## [PAGE EXCERPT]
BEGIN

Many of us have been taught that we must win at any cost.  Thus, winning becomes the ultimate goal, when things get unsettled and in dispute.  But winning doesn't settle anything; in fact, winning makes things worst. No wonder, Ernest Campbell, in a famed sermon at The Riverside Church in New York City, postulated that a resolution system based on winners is fruitless, for ultimately when I win, we lose -- as your loss fuels your retribution and a next wave of discontent.

The alternative is a system of justice, rooted in fairness, modeled by the ultimate arbitrator:  the Lord, God Almighty.  Prophet Isaiah lauds and commends God's peace-making prowess:
"...“Come, let’s climb God’s Mountain...He’ll show us the way he works so we can live the way we’re made.”...[God will] settle things fairly between nations. He’ll make things right between many peoples. They’ll turn their swords into shovels, their spears into hoes. No more will nation fight nation; they won’t play war anymore. Come...let’s live in the light of God."  (Isaiah 2:3-5, The Message, emphasis added).
God's fairness is best summarized as 'win-win.'  In other words, an outcome where no one party gets everything he or she wants - but all parties get something of what he or she wants.  According to the Stephen Covey organization, an individual or group that approaches a dispute with a win-win attitude, has three character traits
    • Integrity:  sticking with your true feelings, values, and commitments
    • Maturity:  expressing your ideas and feelings with courage, and consideration for the idea and    feelings of others
    • Abundance Mentality:  believing there is plenty for everyone.  http://www.stephencovey.com/7habits/7habits habit4.php
I love the emphasis on an abundance mentality, for there is plenty for everyone.  Thus, I can surrender fierce for fair ... knowing ... the goal is not winning, but providing enough -- for all.

END

## [MATERIAL SHOWN]
BEGIN

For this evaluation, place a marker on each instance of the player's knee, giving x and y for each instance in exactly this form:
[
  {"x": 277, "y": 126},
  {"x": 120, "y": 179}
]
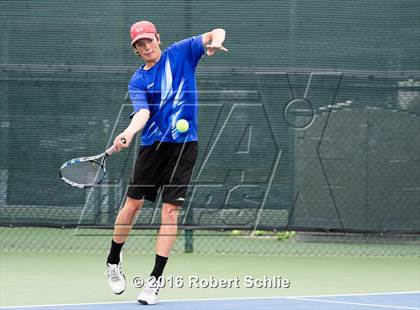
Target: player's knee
[
  {"x": 170, "y": 213},
  {"x": 133, "y": 204}
]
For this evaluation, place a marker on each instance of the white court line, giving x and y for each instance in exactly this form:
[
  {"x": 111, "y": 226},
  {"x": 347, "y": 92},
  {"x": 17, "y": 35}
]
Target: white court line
[
  {"x": 352, "y": 303},
  {"x": 222, "y": 298}
]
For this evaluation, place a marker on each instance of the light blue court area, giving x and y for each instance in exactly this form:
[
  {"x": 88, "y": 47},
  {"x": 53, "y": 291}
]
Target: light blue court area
[{"x": 406, "y": 300}]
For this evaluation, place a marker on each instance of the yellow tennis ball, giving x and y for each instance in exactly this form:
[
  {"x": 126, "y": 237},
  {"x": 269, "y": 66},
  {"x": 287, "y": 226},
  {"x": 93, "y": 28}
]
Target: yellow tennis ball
[{"x": 182, "y": 125}]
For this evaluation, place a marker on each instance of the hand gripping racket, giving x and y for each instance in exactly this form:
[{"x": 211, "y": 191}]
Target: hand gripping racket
[{"x": 85, "y": 172}]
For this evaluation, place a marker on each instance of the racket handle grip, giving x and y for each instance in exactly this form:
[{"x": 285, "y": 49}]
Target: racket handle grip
[{"x": 113, "y": 149}]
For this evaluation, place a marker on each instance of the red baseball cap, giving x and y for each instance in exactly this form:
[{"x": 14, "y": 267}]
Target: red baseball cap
[{"x": 142, "y": 29}]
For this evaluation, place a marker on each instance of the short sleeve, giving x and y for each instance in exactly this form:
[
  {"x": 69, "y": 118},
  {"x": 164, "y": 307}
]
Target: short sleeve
[
  {"x": 193, "y": 48},
  {"x": 138, "y": 98}
]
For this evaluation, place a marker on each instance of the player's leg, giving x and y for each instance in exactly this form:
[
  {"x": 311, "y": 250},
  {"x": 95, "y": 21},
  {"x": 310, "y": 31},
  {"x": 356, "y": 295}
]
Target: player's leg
[
  {"x": 176, "y": 178},
  {"x": 168, "y": 229},
  {"x": 142, "y": 186},
  {"x": 164, "y": 243},
  {"x": 123, "y": 225}
]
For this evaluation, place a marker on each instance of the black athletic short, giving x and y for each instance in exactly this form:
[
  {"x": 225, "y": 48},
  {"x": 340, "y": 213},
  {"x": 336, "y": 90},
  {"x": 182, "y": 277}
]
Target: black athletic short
[{"x": 163, "y": 166}]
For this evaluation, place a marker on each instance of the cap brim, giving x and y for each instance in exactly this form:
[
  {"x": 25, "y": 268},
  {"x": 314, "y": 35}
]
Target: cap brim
[{"x": 143, "y": 36}]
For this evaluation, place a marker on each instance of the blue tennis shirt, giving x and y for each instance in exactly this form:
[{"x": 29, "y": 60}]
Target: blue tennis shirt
[{"x": 169, "y": 91}]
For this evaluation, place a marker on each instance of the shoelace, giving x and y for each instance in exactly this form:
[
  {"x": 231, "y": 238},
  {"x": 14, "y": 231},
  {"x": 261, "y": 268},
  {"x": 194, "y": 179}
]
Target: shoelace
[
  {"x": 114, "y": 272},
  {"x": 152, "y": 288}
]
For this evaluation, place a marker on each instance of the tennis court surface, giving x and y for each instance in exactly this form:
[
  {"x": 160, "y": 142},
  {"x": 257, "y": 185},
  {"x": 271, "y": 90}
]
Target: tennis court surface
[{"x": 404, "y": 300}]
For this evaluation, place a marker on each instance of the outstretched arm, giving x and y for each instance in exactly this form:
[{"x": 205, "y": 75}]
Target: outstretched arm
[
  {"x": 137, "y": 123},
  {"x": 213, "y": 41}
]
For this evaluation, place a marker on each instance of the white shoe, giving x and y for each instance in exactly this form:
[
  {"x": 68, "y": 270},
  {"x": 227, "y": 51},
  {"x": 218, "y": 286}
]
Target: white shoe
[
  {"x": 149, "y": 294},
  {"x": 115, "y": 277}
]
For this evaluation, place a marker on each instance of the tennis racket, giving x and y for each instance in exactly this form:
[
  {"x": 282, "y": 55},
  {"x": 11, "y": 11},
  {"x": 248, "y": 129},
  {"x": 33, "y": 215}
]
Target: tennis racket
[{"x": 85, "y": 172}]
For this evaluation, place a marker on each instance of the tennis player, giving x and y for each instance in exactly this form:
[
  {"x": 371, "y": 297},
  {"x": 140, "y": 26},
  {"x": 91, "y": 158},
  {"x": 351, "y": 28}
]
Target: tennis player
[{"x": 163, "y": 91}]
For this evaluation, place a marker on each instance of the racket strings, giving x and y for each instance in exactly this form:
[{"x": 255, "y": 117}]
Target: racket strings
[{"x": 87, "y": 172}]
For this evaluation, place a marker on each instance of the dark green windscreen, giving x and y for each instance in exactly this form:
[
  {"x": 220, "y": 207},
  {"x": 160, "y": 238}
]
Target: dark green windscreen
[{"x": 310, "y": 121}]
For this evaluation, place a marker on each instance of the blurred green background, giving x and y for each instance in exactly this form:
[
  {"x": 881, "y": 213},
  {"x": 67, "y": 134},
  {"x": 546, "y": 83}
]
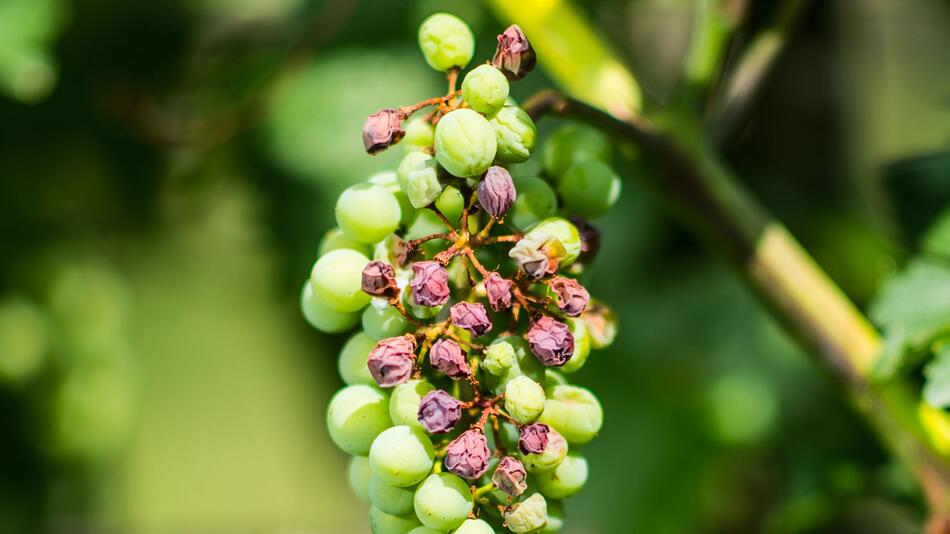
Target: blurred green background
[{"x": 168, "y": 168}]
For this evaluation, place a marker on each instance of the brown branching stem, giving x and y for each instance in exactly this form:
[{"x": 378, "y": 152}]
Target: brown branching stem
[{"x": 701, "y": 191}]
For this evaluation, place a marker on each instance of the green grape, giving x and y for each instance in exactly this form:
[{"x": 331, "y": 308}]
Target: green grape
[
  {"x": 367, "y": 212},
  {"x": 337, "y": 280},
  {"x": 589, "y": 188},
  {"x": 321, "y": 317},
  {"x": 401, "y": 456},
  {"x": 515, "y": 134},
  {"x": 474, "y": 526},
  {"x": 335, "y": 239},
  {"x": 524, "y": 364},
  {"x": 536, "y": 201},
  {"x": 353, "y": 358},
  {"x": 561, "y": 229},
  {"x": 485, "y": 89},
  {"x": 419, "y": 134},
  {"x": 574, "y": 412},
  {"x": 358, "y": 474},
  {"x": 388, "y": 179},
  {"x": 451, "y": 203},
  {"x": 572, "y": 144},
  {"x": 382, "y": 523},
  {"x": 382, "y": 322},
  {"x": 446, "y": 41},
  {"x": 524, "y": 399},
  {"x": 356, "y": 416},
  {"x": 443, "y": 501},
  {"x": 581, "y": 346},
  {"x": 465, "y": 143},
  {"x": 564, "y": 480},
  {"x": 391, "y": 499},
  {"x": 23, "y": 340},
  {"x": 404, "y": 402}
]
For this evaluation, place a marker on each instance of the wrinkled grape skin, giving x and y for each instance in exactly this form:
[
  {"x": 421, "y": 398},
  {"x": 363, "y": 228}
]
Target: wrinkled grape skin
[
  {"x": 515, "y": 134},
  {"x": 367, "y": 213},
  {"x": 404, "y": 402},
  {"x": 358, "y": 475},
  {"x": 446, "y": 41},
  {"x": 322, "y": 318},
  {"x": 566, "y": 479},
  {"x": 356, "y": 416},
  {"x": 401, "y": 456},
  {"x": 443, "y": 501},
  {"x": 574, "y": 412},
  {"x": 535, "y": 201},
  {"x": 589, "y": 189},
  {"x": 391, "y": 499},
  {"x": 485, "y": 89},
  {"x": 465, "y": 143},
  {"x": 337, "y": 280}
]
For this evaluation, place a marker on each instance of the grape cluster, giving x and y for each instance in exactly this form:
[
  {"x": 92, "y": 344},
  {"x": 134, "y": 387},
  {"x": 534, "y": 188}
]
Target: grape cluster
[{"x": 458, "y": 412}]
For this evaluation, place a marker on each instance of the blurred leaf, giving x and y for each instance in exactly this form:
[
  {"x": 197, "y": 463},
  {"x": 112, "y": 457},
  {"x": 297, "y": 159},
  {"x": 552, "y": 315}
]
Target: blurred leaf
[
  {"x": 912, "y": 309},
  {"x": 937, "y": 386}
]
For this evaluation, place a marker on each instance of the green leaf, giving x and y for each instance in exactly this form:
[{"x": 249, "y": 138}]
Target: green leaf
[
  {"x": 937, "y": 385},
  {"x": 913, "y": 309}
]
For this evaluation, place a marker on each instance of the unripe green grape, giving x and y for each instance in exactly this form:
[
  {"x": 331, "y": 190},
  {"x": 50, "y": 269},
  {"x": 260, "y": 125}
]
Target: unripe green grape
[
  {"x": 419, "y": 134},
  {"x": 443, "y": 501},
  {"x": 358, "y": 475},
  {"x": 391, "y": 499},
  {"x": 382, "y": 322},
  {"x": 367, "y": 212},
  {"x": 564, "y": 480},
  {"x": 23, "y": 340},
  {"x": 535, "y": 202},
  {"x": 353, "y": 358},
  {"x": 515, "y": 135},
  {"x": 524, "y": 364},
  {"x": 446, "y": 41},
  {"x": 574, "y": 412},
  {"x": 524, "y": 399},
  {"x": 388, "y": 179},
  {"x": 474, "y": 526},
  {"x": 451, "y": 203},
  {"x": 561, "y": 229},
  {"x": 335, "y": 239},
  {"x": 589, "y": 188},
  {"x": 404, "y": 402},
  {"x": 337, "y": 279},
  {"x": 356, "y": 416},
  {"x": 382, "y": 523},
  {"x": 485, "y": 89},
  {"x": 401, "y": 456},
  {"x": 572, "y": 144},
  {"x": 465, "y": 143},
  {"x": 581, "y": 346}
]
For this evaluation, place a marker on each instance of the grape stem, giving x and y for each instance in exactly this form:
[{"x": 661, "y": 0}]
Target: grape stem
[{"x": 702, "y": 192}]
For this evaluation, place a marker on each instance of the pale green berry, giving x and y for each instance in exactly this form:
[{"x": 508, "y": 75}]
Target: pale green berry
[
  {"x": 404, "y": 402},
  {"x": 581, "y": 345},
  {"x": 465, "y": 143},
  {"x": 499, "y": 357},
  {"x": 524, "y": 399},
  {"x": 528, "y": 515},
  {"x": 446, "y": 41},
  {"x": 367, "y": 212},
  {"x": 574, "y": 412},
  {"x": 419, "y": 134},
  {"x": 358, "y": 475},
  {"x": 515, "y": 133},
  {"x": 564, "y": 480},
  {"x": 485, "y": 89}
]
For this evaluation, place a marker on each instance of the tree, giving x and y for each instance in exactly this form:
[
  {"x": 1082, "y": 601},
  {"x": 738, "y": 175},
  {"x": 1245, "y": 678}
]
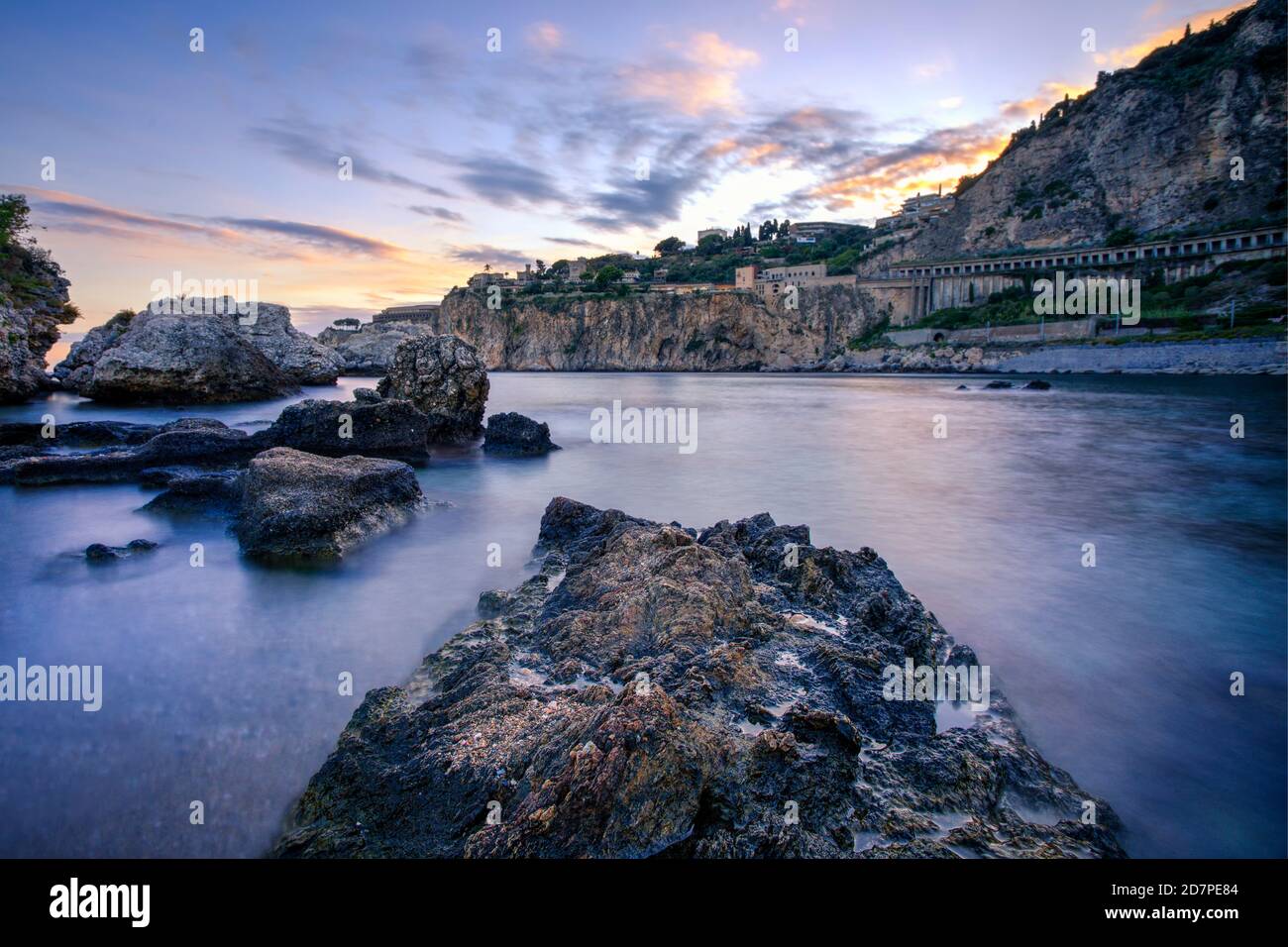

END

## [YOUR ASSIGNMENT]
Summarize the passage on winning and fairness in three sentences.

## [ANSWER TO THE PROBLEM]
Winning at any cost settles nothing and makes things worse, because, as Ernest Campbell argued in a sermon at The Riverside Church, when I win, we lose, since the loss fuels retribution and more discontent. The alternative is a system of justice rooted in fairness and modeled by God, whose fairness is summarized as "win-win": no party gets everything it wants, but all get something. The Stephen Covey organization ties a win-win attitude to integrity, maturity, and an abundance mentality, and the belief that there is plenty for everyone makes the goal providing enough for all rather than winning.